EXERCISE AIM:
Pull every line holding the string "frame" from the records below.

----

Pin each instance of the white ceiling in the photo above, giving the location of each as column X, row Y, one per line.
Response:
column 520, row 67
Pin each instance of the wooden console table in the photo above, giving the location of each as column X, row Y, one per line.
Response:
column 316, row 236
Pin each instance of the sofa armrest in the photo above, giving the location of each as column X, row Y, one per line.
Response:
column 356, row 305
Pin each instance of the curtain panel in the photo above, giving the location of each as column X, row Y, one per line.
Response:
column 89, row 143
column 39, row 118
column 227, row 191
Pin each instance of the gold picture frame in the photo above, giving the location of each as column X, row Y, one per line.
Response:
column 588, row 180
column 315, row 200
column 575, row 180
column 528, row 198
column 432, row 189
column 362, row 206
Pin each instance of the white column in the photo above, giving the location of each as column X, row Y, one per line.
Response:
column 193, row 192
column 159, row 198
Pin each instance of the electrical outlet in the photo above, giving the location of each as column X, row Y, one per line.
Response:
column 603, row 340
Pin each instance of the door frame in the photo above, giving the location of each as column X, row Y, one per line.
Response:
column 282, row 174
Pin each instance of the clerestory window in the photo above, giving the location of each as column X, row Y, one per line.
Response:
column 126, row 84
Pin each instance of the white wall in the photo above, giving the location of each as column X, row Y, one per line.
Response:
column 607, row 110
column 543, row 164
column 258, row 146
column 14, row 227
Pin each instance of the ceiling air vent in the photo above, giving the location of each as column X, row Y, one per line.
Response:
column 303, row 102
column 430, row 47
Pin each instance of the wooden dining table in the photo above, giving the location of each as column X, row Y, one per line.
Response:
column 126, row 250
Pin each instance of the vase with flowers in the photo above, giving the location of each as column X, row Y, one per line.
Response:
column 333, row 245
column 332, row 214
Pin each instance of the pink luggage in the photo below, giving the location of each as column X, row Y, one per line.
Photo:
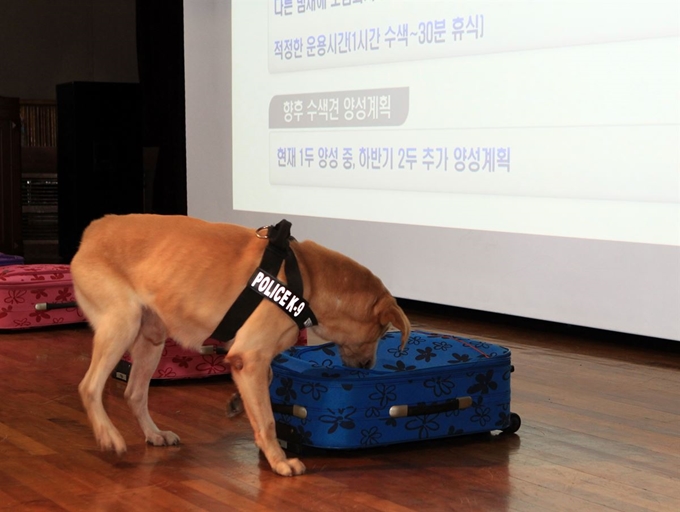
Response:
column 37, row 296
column 10, row 259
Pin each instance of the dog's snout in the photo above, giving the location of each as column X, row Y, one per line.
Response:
column 366, row 364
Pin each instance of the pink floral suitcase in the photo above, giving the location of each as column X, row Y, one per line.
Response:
column 37, row 296
column 180, row 363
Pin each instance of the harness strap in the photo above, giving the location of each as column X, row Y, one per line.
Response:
column 277, row 250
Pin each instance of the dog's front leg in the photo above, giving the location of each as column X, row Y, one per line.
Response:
column 250, row 372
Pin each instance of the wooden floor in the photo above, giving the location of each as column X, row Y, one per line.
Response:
column 601, row 431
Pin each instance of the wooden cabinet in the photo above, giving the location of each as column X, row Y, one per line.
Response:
column 10, row 177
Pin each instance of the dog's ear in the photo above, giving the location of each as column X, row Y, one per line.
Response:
column 393, row 314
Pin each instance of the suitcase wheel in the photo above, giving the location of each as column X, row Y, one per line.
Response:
column 515, row 423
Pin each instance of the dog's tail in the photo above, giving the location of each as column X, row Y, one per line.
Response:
column 394, row 315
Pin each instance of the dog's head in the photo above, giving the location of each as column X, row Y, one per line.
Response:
column 358, row 346
column 353, row 307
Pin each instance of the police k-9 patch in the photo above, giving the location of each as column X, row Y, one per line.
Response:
column 293, row 305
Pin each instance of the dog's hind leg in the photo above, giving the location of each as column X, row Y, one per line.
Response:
column 112, row 337
column 146, row 352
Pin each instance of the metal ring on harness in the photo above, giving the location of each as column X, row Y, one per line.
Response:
column 259, row 230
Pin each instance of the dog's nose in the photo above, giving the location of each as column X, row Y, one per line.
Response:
column 367, row 364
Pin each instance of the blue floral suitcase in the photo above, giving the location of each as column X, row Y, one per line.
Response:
column 439, row 386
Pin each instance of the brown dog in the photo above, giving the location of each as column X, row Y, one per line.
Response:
column 142, row 278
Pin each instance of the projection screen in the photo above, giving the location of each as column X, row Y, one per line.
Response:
column 515, row 157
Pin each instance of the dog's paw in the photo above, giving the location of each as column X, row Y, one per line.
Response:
column 163, row 438
column 110, row 440
column 289, row 467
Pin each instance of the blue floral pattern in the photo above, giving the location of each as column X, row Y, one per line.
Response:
column 351, row 408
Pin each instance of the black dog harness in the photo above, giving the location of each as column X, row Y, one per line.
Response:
column 264, row 284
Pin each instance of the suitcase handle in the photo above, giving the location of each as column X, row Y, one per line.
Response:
column 292, row 410
column 401, row 411
column 46, row 306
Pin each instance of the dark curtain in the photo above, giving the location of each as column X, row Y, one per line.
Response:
column 160, row 57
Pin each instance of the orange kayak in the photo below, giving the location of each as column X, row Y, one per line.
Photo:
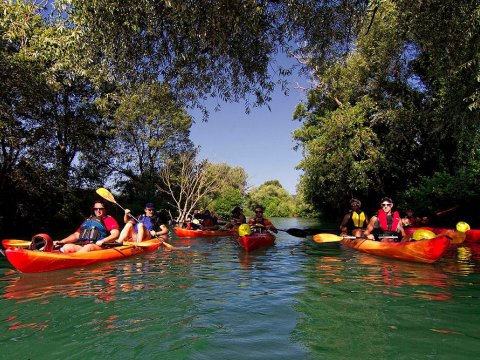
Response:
column 32, row 261
column 256, row 241
column 425, row 251
column 471, row 236
column 181, row 232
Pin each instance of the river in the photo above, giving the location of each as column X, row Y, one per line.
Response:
column 295, row 300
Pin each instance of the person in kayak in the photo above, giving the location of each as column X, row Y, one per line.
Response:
column 149, row 225
column 259, row 222
column 354, row 220
column 386, row 223
column 98, row 229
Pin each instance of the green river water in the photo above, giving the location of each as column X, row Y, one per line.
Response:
column 296, row 300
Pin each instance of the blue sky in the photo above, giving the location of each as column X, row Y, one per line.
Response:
column 260, row 142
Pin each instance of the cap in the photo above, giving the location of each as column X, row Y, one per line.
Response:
column 355, row 201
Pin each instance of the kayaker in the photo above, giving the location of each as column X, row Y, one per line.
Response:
column 259, row 222
column 354, row 220
column 149, row 226
column 386, row 223
column 98, row 229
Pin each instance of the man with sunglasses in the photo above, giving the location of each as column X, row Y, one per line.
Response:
column 98, row 229
column 259, row 222
column 386, row 224
column 148, row 226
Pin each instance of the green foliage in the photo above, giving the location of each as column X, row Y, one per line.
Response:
column 226, row 201
column 443, row 190
column 276, row 201
column 397, row 107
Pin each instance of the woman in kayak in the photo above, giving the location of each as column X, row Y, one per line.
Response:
column 258, row 221
column 385, row 223
column 98, row 229
column 149, row 226
column 355, row 220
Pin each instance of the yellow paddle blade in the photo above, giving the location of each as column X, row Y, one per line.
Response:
column 322, row 238
column 462, row 226
column 244, row 230
column 107, row 195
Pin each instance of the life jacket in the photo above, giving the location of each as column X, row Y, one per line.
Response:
column 259, row 221
column 149, row 221
column 208, row 221
column 357, row 219
column 92, row 229
column 388, row 223
column 41, row 242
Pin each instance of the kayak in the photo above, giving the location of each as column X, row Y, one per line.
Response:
column 181, row 232
column 472, row 236
column 425, row 251
column 33, row 261
column 256, row 241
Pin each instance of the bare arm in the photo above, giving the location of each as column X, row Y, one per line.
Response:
column 370, row 226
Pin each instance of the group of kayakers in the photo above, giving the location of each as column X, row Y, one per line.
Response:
column 385, row 225
column 101, row 228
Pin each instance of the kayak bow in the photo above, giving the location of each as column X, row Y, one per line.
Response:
column 33, row 261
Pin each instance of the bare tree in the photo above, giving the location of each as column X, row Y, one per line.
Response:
column 187, row 181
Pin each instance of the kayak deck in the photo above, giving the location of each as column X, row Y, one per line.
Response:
column 424, row 251
column 256, row 241
column 471, row 236
column 181, row 232
column 33, row 261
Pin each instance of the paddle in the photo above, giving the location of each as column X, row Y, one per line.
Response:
column 324, row 238
column 107, row 195
column 303, row 233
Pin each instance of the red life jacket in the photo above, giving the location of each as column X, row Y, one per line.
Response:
column 382, row 219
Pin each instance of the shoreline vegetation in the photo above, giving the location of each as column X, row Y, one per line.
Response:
column 393, row 107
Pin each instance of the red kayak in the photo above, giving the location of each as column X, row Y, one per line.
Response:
column 181, row 232
column 425, row 251
column 256, row 241
column 472, row 236
column 33, row 261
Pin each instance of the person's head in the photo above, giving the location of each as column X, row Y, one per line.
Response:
column 149, row 210
column 386, row 204
column 258, row 211
column 99, row 208
column 355, row 203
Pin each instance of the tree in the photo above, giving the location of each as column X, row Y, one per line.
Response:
column 186, row 182
column 150, row 128
column 274, row 198
column 383, row 111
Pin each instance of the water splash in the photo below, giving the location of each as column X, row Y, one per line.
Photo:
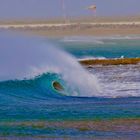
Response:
column 27, row 57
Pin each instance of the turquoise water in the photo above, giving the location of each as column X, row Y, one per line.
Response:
column 29, row 66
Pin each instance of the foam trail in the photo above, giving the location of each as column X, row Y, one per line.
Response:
column 27, row 57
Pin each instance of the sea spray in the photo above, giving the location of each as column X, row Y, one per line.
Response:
column 27, row 57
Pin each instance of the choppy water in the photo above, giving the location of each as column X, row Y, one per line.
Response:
column 29, row 66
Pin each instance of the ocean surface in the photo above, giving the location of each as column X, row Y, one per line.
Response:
column 89, row 98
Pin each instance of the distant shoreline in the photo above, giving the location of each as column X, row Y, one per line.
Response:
column 77, row 27
column 106, row 62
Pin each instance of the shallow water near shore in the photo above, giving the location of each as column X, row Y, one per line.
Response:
column 97, row 102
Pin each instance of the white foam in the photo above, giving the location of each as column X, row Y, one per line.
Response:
column 26, row 57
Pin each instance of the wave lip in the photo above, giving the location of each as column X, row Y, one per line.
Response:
column 28, row 57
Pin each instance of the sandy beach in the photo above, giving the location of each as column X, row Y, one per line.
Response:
column 91, row 27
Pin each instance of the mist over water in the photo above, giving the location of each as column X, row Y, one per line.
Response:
column 27, row 57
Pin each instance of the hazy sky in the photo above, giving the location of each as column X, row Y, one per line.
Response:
column 10, row 9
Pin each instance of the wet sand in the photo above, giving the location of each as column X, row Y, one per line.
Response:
column 80, row 26
column 121, row 61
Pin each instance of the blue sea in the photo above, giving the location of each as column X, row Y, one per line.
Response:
column 31, row 107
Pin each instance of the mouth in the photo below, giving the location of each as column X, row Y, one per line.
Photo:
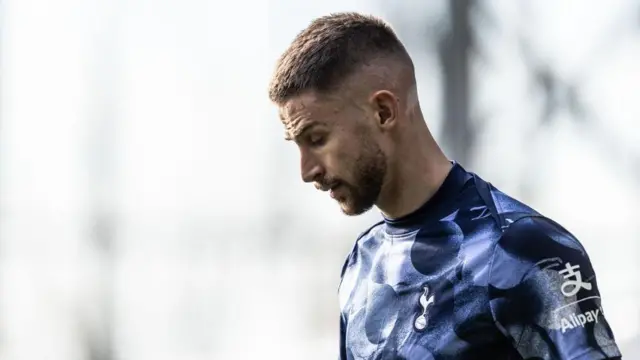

----

EXERCISE ANSWER:
Pin each instance of the gold picture frame in the photo above, giving the location of each as column X, row Y, one per line.
Pin each instance of the door frame in the photo above, giving the location of each as column X, row Y, one per line.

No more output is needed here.